◆ **Excerpt provided**:
····················

What Is the Status of Bible Translations in Jewish Tradition?

As we have seen, Jewish tradition accepts translations of the Hebrew Bible. However, the translated Bible never replaced the Hebrew original. In normative public liturgical recitation, it is the Hebrew text of the Torah, the Prophets, and the megillot, that is to be read. Judaism’s official Bible has always been in Hebrew. Translations have remained subordinate. To be sure, the Targum was held in great esteem in Jewish tradition; it was considered part of the Oral Law and contained authoritative interpretations. Yet it never took the place of the Hebrew Bible. It is fascinating to see the delicate balance that the Rabbis attempted to maintain between the biblical text and its Aramaic translation.

····················

◆ **Problem set**:
1. In two sentences, what does the passage on Bible translations in Jewish tradition say?
2. Set down, word for word, the stretch of the passage on Bible translations from "As we have seen, Jewish" through "its Aramaic translation.".
The listing that follows isn't needed for anything here.

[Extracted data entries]
····················

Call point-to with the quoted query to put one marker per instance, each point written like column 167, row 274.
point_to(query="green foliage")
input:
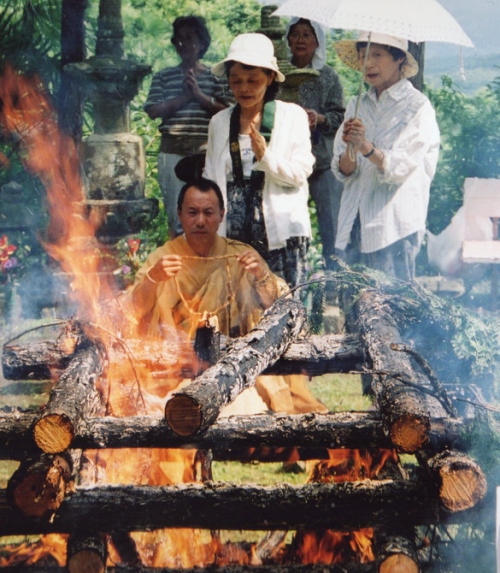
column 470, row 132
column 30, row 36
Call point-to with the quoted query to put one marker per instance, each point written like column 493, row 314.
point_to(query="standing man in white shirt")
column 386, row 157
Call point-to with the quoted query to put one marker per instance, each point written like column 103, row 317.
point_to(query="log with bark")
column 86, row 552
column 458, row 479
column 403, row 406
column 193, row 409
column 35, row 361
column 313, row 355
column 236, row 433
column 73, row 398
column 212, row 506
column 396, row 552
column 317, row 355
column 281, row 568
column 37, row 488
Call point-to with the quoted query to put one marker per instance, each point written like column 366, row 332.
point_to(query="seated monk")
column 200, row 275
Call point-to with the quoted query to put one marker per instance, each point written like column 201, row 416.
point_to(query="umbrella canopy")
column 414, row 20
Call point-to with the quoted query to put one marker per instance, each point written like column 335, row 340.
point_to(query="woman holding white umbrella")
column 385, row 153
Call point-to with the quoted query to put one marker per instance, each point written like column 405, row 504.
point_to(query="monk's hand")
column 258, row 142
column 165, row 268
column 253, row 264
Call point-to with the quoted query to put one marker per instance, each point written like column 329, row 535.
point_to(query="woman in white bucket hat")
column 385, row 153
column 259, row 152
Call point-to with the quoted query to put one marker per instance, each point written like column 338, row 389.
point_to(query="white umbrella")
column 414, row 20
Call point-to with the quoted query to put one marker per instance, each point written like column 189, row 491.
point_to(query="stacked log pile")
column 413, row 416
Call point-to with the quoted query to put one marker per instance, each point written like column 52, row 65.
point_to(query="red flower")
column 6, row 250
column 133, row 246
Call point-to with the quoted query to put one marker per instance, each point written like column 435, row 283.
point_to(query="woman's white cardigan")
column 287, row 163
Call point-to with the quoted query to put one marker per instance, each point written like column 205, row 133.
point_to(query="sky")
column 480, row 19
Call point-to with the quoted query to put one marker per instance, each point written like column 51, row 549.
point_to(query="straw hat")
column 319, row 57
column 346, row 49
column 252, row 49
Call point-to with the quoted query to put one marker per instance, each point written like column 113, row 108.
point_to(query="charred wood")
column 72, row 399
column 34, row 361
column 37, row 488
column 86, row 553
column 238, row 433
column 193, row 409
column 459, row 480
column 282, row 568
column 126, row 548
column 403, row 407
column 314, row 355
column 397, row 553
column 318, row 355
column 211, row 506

····················

◆ **Results by task**:
1. Jewish tradition accepts translations of the Hebrew Bible, but they have remained subordinate and never replaced the Hebrew original, which is the text read in normative public liturgical recitation. The Targum was held in great esteem as part of the Oral Law with authoritative interpretations, yet it never took the place of the Hebrew Bible.

2.
As we have seen, Jewish tradition accepts translations of the Hebrew Bible. However, the translated Bible never replaced the Hebrew original. In normative public liturgical recitation, it is the Hebrew text of the Torah, the Prophets, and the megillot, that is to be read. Judaism’s official Bible has always been in Hebrew. Translations have remained subordinate. To be sure, the Targum was held in great esteem in Jewish tradition; it was considered part of the Oral Law and contained authoritative interpretations. Yet it never took the place of the Hebrew Bible. It is fascinating to see the delicate balance that the Rabbis attempted to maintain between the biblical text and its Aramaic translation.